• **Task instructions**: Leave out the pictures and repeat the data exactly.
### Provided entries
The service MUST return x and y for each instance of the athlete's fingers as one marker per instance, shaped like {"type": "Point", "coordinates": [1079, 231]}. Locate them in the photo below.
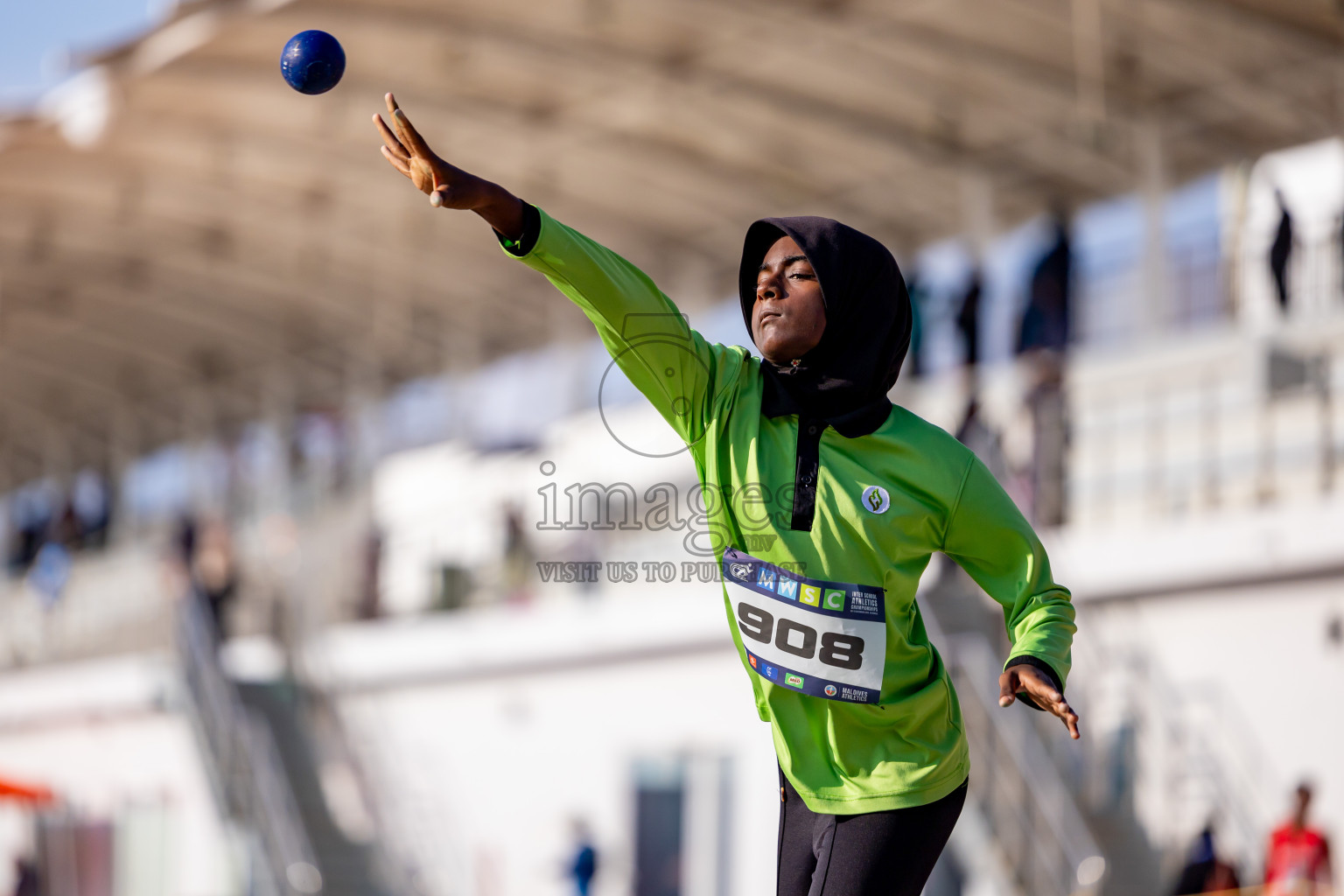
{"type": "Point", "coordinates": [388, 137]}
{"type": "Point", "coordinates": [1070, 719]}
{"type": "Point", "coordinates": [398, 120]}
{"type": "Point", "coordinates": [411, 137]}
{"type": "Point", "coordinates": [1007, 688]}
{"type": "Point", "coordinates": [394, 161]}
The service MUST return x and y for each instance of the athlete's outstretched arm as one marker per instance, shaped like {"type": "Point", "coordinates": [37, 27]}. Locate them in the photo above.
{"type": "Point", "coordinates": [990, 539]}
{"type": "Point", "coordinates": [644, 332]}
{"type": "Point", "coordinates": [448, 186]}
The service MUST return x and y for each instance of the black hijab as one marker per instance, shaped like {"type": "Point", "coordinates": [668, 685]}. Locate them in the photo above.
{"type": "Point", "coordinates": [844, 381]}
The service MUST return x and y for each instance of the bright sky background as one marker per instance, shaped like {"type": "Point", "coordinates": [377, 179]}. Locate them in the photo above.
{"type": "Point", "coordinates": [35, 35]}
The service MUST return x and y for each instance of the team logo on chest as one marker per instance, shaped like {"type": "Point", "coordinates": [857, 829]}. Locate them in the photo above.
{"type": "Point", "coordinates": [875, 499]}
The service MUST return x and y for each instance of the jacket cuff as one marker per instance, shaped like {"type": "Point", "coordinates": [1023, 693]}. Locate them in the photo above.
{"type": "Point", "coordinates": [1040, 665]}
{"type": "Point", "coordinates": [531, 230]}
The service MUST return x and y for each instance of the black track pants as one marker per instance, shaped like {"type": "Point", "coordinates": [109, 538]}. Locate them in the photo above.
{"type": "Point", "coordinates": [887, 853]}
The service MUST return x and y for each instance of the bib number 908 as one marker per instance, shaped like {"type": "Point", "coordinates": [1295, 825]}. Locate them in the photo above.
{"type": "Point", "coordinates": [839, 650]}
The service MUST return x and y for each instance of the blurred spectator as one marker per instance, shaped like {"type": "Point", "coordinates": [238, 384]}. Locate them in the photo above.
{"type": "Point", "coordinates": [214, 574]}
{"type": "Point", "coordinates": [1045, 324]}
{"type": "Point", "coordinates": [968, 320]}
{"type": "Point", "coordinates": [32, 511]}
{"type": "Point", "coordinates": [1281, 250]}
{"type": "Point", "coordinates": [983, 439]}
{"type": "Point", "coordinates": [185, 539]}
{"type": "Point", "coordinates": [92, 507]}
{"type": "Point", "coordinates": [1298, 858]}
{"type": "Point", "coordinates": [518, 557]}
{"type": "Point", "coordinates": [370, 594]}
{"type": "Point", "coordinates": [1205, 872]}
{"type": "Point", "coordinates": [25, 878]}
{"type": "Point", "coordinates": [914, 286]}
{"type": "Point", "coordinates": [584, 865]}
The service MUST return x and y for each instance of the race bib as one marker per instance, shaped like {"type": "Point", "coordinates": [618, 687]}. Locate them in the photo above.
{"type": "Point", "coordinates": [822, 639]}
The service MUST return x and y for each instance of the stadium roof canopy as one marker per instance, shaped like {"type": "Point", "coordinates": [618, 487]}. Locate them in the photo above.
{"type": "Point", "coordinates": [186, 242]}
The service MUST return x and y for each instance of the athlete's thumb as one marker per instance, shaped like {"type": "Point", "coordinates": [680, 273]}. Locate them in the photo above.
{"type": "Point", "coordinates": [1007, 688]}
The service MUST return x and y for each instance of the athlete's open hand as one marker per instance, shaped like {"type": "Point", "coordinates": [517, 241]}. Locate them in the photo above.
{"type": "Point", "coordinates": [448, 186]}
{"type": "Point", "coordinates": [1033, 684]}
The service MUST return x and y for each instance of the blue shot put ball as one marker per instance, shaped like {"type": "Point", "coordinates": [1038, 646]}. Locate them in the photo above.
{"type": "Point", "coordinates": [312, 62]}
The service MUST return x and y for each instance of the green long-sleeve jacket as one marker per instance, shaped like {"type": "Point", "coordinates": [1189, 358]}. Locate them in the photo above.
{"type": "Point", "coordinates": [825, 621]}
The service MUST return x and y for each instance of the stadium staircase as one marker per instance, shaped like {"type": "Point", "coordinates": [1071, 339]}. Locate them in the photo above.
{"type": "Point", "coordinates": [263, 757]}
{"type": "Point", "coordinates": [1078, 800]}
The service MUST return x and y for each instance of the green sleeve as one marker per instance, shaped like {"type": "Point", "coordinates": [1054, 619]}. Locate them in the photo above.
{"type": "Point", "coordinates": [993, 543]}
{"type": "Point", "coordinates": [648, 338]}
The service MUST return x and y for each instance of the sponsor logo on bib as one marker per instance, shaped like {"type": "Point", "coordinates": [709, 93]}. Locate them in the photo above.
{"type": "Point", "coordinates": [875, 499]}
{"type": "Point", "coordinates": [824, 640]}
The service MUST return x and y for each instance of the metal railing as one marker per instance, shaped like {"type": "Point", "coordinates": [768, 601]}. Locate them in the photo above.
{"type": "Point", "coordinates": [246, 763]}
{"type": "Point", "coordinates": [1194, 758]}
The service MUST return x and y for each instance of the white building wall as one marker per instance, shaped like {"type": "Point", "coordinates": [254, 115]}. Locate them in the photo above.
{"type": "Point", "coordinates": [105, 737]}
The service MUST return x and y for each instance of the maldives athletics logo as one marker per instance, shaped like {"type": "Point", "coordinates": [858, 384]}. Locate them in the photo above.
{"type": "Point", "coordinates": [875, 499]}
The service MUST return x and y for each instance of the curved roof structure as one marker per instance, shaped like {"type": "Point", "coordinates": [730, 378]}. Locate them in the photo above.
{"type": "Point", "coordinates": [186, 242]}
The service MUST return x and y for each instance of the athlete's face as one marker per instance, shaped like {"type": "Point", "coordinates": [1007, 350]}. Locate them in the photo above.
{"type": "Point", "coordinates": [789, 316]}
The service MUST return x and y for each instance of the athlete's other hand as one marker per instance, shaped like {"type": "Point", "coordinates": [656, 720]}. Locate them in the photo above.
{"type": "Point", "coordinates": [1035, 685]}
{"type": "Point", "coordinates": [448, 186]}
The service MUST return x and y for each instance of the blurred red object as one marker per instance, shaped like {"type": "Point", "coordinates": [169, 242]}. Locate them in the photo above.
{"type": "Point", "coordinates": [25, 793]}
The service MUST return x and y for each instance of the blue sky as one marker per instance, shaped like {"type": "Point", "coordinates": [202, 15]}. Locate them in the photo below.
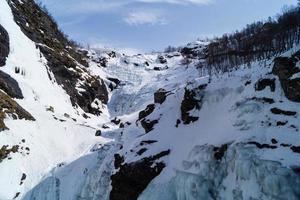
######
• **Answer section**:
The service MUST return x and y for each instance of the athlete's fingers as one marker per instance, shaped like {"type": "Point", "coordinates": [1079, 231]}. Locate them in the photo below.
{"type": "Point", "coordinates": [388, 137]}
{"type": "Point", "coordinates": [1070, 719]}
{"type": "Point", "coordinates": [398, 120]}
{"type": "Point", "coordinates": [411, 137]}
{"type": "Point", "coordinates": [1007, 688]}
{"type": "Point", "coordinates": [394, 161]}
The service MUST return x and y for each instance of the athlete's outstretched arm as one marker per instance, shaped like {"type": "Point", "coordinates": [37, 27]}. Locate them in the photo above.
{"type": "Point", "coordinates": [990, 539]}
{"type": "Point", "coordinates": [644, 332]}
{"type": "Point", "coordinates": [448, 186]}
The service MUST return x and y for each instance of the black hijab as one marker per instance, shaped like {"type": "Point", "coordinates": [668, 685]}. Locate them in the photo above.
{"type": "Point", "coordinates": [844, 381]}
The service MUST return x and y for each instance of the bright sky background as one marker per instance, shaped like {"type": "Point", "coordinates": [377, 179]}. Locate them in the photo above.
{"type": "Point", "coordinates": [35, 35]}
The service MUST return x and y for each instance of the team logo on chest as one marker per instance, shaped like {"type": "Point", "coordinates": [857, 829]}. Locate them in the photo above.
{"type": "Point", "coordinates": [875, 499]}
The service MUST return x and y for each instance of the jacket cuff as one marker per instance, shaped like {"type": "Point", "coordinates": [1023, 693]}. Locate them in the photo above.
{"type": "Point", "coordinates": [1040, 665]}
{"type": "Point", "coordinates": [531, 230]}
The service MUST return x and y for each instance of the black track pants as one marker per instance, shaped like {"type": "Point", "coordinates": [109, 538]}. Locate them in the photo above.
{"type": "Point", "coordinates": [887, 853]}
The service MUST return x and y for each instance of the bib number 908 as one marker per instance, shaped like {"type": "Point", "coordinates": [1295, 825]}. Locate them in the photo above.
{"type": "Point", "coordinates": [839, 650]}
The service MUST return x and y for each instance of the blurred spectator as one marker per instance, shaped like {"type": "Point", "coordinates": [238, 384]}. Locate them in the photo above.
{"type": "Point", "coordinates": [214, 574]}
{"type": "Point", "coordinates": [1045, 324]}
{"type": "Point", "coordinates": [968, 320]}
{"type": "Point", "coordinates": [32, 511]}
{"type": "Point", "coordinates": [1281, 250]}
{"type": "Point", "coordinates": [983, 439]}
{"type": "Point", "coordinates": [185, 539]}
{"type": "Point", "coordinates": [92, 507]}
{"type": "Point", "coordinates": [1298, 858]}
{"type": "Point", "coordinates": [518, 557]}
{"type": "Point", "coordinates": [370, 594]}
{"type": "Point", "coordinates": [1205, 872]}
{"type": "Point", "coordinates": [25, 878]}
{"type": "Point", "coordinates": [914, 286]}
{"type": "Point", "coordinates": [584, 865]}
The service MUST return x and y for each instance of the race bib as one marker per instance, shaped like {"type": "Point", "coordinates": [618, 687]}. Locate them in the photo above.
{"type": "Point", "coordinates": [822, 639]}
The service MUST return x and y for each instance of the stadium roof canopy as one marker per instance, shaped like {"type": "Point", "coordinates": [618, 487]}. Locate them in the photo above.
{"type": "Point", "coordinates": [186, 242]}
The service MUST return x and y for each instance of the athlete's thumb as one marker per instance, shaped like {"type": "Point", "coordinates": [680, 273]}. Locate them in the photo above.
{"type": "Point", "coordinates": [1007, 688]}
The service MUST return x and y for each instance of the athlete's open hand as one marker per instance, shaped like {"type": "Point", "coordinates": [517, 241]}. Locate them in the photo above.
{"type": "Point", "coordinates": [448, 186]}
{"type": "Point", "coordinates": [1033, 684]}
The service MUST return x and y for each instance of the blue shot put ball as one marker per instance, shaped like {"type": "Point", "coordinates": [1038, 646]}. Locate them in the photo above.
{"type": "Point", "coordinates": [312, 62]}
The service MUST return x and y for each instance of the green long-sleeve jacket as one marker per instance, shaped like {"type": "Point", "coordinates": [1189, 358]}. Locate them in the photo above.
{"type": "Point", "coordinates": [825, 621]}
The service MUST return x and y for each instance of the stadium staircase as one marker per instance, shaped like {"type": "Point", "coordinates": [1071, 339]}. Locate them in the photo above.
{"type": "Point", "coordinates": [263, 757]}
{"type": "Point", "coordinates": [1078, 800]}
The service MUST return x and y for each instance of the green sleeve as one marker per instance, shaped like {"type": "Point", "coordinates": [1054, 619]}. Locate them in the photo above.
{"type": "Point", "coordinates": [993, 543]}
{"type": "Point", "coordinates": [648, 338]}
The service MUST return x and y for each instance of the sponsor logo on bib as one marker per instance, shaped like {"type": "Point", "coordinates": [709, 93]}. Locate them in the photo above.
{"type": "Point", "coordinates": [875, 499]}
{"type": "Point", "coordinates": [824, 640]}
The service MUST return x and y for each instance of the metal railing as one marker per instance, shaped like {"type": "Point", "coordinates": [768, 601]}. Locate them in the photo above.
{"type": "Point", "coordinates": [246, 763]}
{"type": "Point", "coordinates": [1194, 758]}
The service MUST return x and y for each instance of the white building wall as one marker per instance, shaped like {"type": "Point", "coordinates": [254, 115]}. Locate them in the photo above.
{"type": "Point", "coordinates": [105, 737]}
The service MUST return x and y for each instance of the maldives athletics logo as one marker per instance, shaped like {"type": "Point", "coordinates": [858, 384]}. Locate them in the photo above.
{"type": "Point", "coordinates": [875, 499]}
The service MUST return x and y for each instance of the curved roof structure as one marker per instance, shaped like {"type": "Point", "coordinates": [730, 378]}. Locate them in the photo above.
{"type": "Point", "coordinates": [186, 242]}
The service MUST return x and y for each instance of the athlete's face as one marker per instance, shaped like {"type": "Point", "coordinates": [1007, 350]}. Locate them in the photo above.
{"type": "Point", "coordinates": [789, 316]}
The service MUST return x and y for each instance of the athlete's other hand as one marker per instance, shaped like {"type": "Point", "coordinates": [656, 720]}. Locate them in the photo above.
{"type": "Point", "coordinates": [1035, 685]}
{"type": "Point", "coordinates": [448, 186]}
The service MUST return x and y for each instance of the blurred red object as one marker per instance, shaped like {"type": "Point", "coordinates": [169, 242]}. Locate them in the photo above.
{"type": "Point", "coordinates": [25, 793]}
The service MUST return x and y for each instance of the blue sky as one marker per instance, shaped like {"type": "Point", "coordinates": [202, 15]}. Locate them in the photo below.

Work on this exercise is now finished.